- **What you need to do**: Collect every line of the material below that contains the string "arched". Treat uppercase and lowercase letters as distinct when matching.

- **Input**:
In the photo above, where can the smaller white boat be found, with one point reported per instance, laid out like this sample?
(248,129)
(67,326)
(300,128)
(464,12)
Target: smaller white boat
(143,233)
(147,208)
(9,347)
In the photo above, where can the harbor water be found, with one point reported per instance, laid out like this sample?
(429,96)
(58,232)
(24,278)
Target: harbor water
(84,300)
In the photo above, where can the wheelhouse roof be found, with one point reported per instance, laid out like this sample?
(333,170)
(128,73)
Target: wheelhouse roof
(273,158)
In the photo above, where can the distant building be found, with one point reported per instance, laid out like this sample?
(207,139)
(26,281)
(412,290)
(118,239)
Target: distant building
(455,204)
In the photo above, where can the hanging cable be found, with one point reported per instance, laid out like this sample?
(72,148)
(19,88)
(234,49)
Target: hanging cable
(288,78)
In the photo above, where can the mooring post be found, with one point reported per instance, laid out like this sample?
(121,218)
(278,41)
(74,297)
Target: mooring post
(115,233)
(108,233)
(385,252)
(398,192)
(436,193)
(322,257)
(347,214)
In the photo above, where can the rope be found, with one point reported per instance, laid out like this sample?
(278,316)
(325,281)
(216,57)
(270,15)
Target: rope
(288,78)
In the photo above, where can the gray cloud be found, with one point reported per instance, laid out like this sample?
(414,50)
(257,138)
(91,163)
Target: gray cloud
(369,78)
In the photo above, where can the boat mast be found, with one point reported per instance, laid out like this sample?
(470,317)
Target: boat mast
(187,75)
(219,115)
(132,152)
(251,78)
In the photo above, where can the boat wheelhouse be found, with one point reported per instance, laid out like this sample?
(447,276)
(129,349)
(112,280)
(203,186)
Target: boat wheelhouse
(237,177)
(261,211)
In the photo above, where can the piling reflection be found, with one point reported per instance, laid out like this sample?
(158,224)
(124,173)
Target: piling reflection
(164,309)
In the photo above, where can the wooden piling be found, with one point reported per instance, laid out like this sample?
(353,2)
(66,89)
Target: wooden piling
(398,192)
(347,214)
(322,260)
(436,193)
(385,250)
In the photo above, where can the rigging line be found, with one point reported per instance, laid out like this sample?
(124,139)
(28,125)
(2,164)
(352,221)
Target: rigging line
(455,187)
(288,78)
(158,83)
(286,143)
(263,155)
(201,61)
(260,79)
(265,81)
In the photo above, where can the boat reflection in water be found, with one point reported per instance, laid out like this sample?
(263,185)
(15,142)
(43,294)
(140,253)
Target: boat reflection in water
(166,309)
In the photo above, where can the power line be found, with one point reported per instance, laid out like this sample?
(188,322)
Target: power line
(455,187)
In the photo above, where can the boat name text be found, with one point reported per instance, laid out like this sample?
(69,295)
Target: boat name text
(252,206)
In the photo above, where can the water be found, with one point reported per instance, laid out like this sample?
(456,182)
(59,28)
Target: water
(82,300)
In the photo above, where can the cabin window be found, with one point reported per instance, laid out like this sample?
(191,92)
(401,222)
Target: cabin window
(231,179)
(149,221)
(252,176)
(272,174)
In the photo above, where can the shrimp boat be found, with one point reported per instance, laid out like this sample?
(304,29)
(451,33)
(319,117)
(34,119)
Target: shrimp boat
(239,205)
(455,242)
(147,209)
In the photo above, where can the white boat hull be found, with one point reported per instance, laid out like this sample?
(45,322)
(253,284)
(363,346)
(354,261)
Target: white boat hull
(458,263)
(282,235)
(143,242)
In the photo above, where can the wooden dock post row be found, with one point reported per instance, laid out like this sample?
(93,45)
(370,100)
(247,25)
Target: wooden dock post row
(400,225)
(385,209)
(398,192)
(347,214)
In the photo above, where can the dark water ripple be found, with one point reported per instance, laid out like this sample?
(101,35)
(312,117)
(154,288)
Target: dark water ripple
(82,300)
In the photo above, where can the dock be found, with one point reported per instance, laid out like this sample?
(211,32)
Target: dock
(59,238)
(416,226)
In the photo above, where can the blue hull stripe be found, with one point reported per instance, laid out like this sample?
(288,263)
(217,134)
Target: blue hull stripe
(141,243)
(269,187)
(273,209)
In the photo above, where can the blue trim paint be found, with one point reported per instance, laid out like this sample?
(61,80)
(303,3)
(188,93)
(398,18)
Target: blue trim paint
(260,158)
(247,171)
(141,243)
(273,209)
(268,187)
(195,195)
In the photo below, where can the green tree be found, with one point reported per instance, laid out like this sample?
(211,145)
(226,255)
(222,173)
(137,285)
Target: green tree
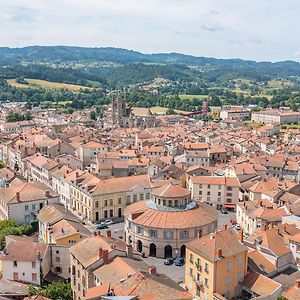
(2,164)
(55,291)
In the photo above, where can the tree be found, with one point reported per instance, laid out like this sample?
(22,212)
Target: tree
(54,291)
(93,115)
(170,111)
(2,164)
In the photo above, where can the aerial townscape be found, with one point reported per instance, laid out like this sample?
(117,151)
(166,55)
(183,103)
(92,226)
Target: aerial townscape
(126,175)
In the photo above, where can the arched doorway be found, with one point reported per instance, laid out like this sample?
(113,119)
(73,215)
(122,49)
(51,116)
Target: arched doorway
(139,246)
(152,250)
(168,251)
(182,251)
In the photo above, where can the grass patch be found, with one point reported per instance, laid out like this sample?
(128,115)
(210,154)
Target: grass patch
(36,83)
(162,110)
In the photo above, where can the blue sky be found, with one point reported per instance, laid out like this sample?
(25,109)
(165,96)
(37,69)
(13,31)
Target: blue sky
(249,29)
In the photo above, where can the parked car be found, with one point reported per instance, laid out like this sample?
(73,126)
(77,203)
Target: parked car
(179,261)
(102,225)
(237,226)
(169,261)
(223,211)
(109,222)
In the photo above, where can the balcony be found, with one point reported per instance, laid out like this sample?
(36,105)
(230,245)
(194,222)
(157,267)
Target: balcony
(198,266)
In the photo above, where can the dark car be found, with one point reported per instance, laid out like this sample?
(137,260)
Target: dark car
(102,225)
(169,261)
(224,211)
(179,261)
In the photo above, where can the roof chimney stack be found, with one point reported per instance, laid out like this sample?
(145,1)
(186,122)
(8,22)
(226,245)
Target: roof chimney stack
(241,236)
(129,250)
(18,196)
(152,270)
(219,253)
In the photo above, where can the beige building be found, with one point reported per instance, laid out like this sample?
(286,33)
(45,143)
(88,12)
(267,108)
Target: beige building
(217,191)
(275,117)
(215,264)
(162,226)
(89,255)
(95,200)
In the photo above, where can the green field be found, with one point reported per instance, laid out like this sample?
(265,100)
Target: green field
(162,110)
(191,97)
(36,83)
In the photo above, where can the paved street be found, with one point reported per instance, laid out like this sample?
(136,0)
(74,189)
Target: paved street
(175,273)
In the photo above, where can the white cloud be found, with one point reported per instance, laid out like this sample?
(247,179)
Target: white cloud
(252,29)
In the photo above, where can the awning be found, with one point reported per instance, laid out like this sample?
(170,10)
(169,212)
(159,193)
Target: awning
(229,205)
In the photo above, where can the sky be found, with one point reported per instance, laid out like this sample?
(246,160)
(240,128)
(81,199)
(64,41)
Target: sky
(262,30)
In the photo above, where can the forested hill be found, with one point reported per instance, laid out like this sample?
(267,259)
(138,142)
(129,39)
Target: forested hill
(67,54)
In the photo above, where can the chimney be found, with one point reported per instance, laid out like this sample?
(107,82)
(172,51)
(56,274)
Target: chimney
(105,256)
(152,270)
(129,250)
(100,252)
(241,236)
(18,196)
(219,253)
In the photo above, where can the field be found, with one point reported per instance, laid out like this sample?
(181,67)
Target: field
(162,110)
(191,97)
(36,83)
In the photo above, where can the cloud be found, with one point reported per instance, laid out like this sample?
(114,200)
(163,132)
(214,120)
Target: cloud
(261,30)
(211,28)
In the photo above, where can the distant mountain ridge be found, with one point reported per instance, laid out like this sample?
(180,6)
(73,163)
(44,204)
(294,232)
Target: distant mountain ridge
(67,54)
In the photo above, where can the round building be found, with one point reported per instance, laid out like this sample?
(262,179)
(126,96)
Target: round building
(162,226)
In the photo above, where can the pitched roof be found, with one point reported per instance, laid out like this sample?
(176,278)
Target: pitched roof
(171,191)
(208,245)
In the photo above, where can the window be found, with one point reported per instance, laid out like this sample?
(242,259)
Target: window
(206,282)
(191,258)
(228,279)
(240,260)
(184,234)
(206,267)
(168,235)
(34,277)
(140,230)
(229,266)
(152,233)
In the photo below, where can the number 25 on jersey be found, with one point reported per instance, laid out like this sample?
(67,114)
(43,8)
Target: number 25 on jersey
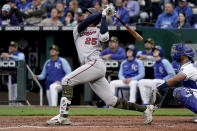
(92,41)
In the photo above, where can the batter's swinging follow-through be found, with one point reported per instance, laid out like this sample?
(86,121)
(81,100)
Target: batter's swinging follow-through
(89,40)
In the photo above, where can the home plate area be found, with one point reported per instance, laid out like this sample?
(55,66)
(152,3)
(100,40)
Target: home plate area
(97,123)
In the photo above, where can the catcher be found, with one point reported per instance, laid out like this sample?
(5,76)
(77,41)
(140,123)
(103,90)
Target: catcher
(186,95)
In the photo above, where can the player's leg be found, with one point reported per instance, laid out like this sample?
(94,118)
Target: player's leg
(48,93)
(102,88)
(84,73)
(186,96)
(133,91)
(115,84)
(14,93)
(55,88)
(145,87)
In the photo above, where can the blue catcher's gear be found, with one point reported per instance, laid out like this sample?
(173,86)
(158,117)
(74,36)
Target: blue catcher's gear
(161,54)
(187,97)
(133,48)
(181,49)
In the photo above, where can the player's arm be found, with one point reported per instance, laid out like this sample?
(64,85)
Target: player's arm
(169,69)
(88,21)
(20,56)
(104,34)
(141,71)
(119,55)
(66,67)
(120,73)
(43,74)
(172,81)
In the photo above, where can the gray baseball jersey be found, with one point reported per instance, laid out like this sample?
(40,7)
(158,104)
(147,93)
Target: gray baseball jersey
(88,44)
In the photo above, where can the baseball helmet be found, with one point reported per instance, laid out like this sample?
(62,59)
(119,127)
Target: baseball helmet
(92,11)
(161,51)
(181,49)
(133,48)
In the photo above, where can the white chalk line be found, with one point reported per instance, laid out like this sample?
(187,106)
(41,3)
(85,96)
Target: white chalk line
(75,126)
(61,126)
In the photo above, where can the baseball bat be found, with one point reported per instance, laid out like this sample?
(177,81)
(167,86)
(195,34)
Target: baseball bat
(131,31)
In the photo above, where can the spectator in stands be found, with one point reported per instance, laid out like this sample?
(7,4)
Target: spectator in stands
(182,23)
(122,13)
(146,56)
(134,10)
(49,5)
(145,8)
(113,51)
(61,13)
(53,20)
(69,19)
(15,11)
(149,45)
(23,5)
(84,3)
(35,14)
(168,18)
(194,21)
(6,18)
(176,66)
(184,7)
(105,3)
(74,6)
(163,71)
(54,70)
(131,70)
(97,5)
(2,2)
(13,54)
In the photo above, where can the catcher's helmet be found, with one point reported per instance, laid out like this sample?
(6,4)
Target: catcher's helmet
(161,51)
(90,10)
(181,49)
(133,48)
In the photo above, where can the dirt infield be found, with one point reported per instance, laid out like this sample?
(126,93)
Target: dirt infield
(98,123)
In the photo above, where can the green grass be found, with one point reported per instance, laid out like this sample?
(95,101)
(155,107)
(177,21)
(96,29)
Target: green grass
(45,111)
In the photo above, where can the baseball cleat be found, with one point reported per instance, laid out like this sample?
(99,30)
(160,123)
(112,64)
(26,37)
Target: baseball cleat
(148,114)
(58,120)
(195,119)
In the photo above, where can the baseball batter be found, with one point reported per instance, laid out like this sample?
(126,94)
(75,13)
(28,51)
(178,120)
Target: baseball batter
(187,94)
(88,41)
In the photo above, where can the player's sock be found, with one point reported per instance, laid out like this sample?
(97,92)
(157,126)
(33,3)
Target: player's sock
(64,107)
(67,94)
(124,104)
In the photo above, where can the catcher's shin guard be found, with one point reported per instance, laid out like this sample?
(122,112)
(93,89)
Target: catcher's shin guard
(67,94)
(124,104)
(67,91)
(155,98)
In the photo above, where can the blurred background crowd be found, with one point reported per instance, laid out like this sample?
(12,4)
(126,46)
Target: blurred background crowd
(158,13)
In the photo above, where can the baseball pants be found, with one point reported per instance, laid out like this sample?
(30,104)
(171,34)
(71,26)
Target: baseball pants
(133,88)
(94,73)
(52,94)
(13,91)
(146,86)
(186,96)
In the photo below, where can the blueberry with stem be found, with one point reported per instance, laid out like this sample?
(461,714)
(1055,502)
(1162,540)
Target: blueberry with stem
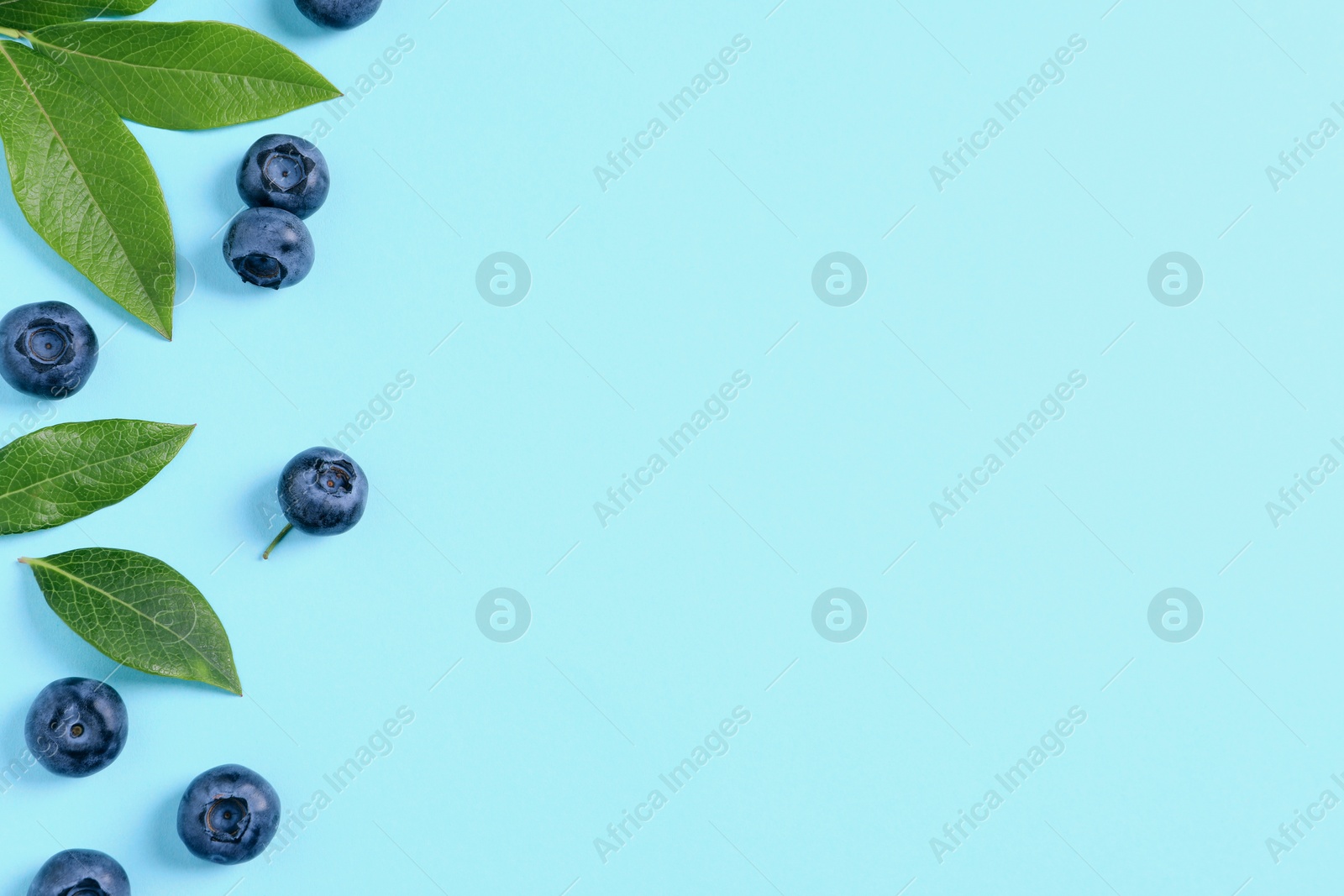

- **Completed task**:
In the photo above, where can the arched doorway be found, with one point reported per instance, laid out like this sample?
Target: arched doorway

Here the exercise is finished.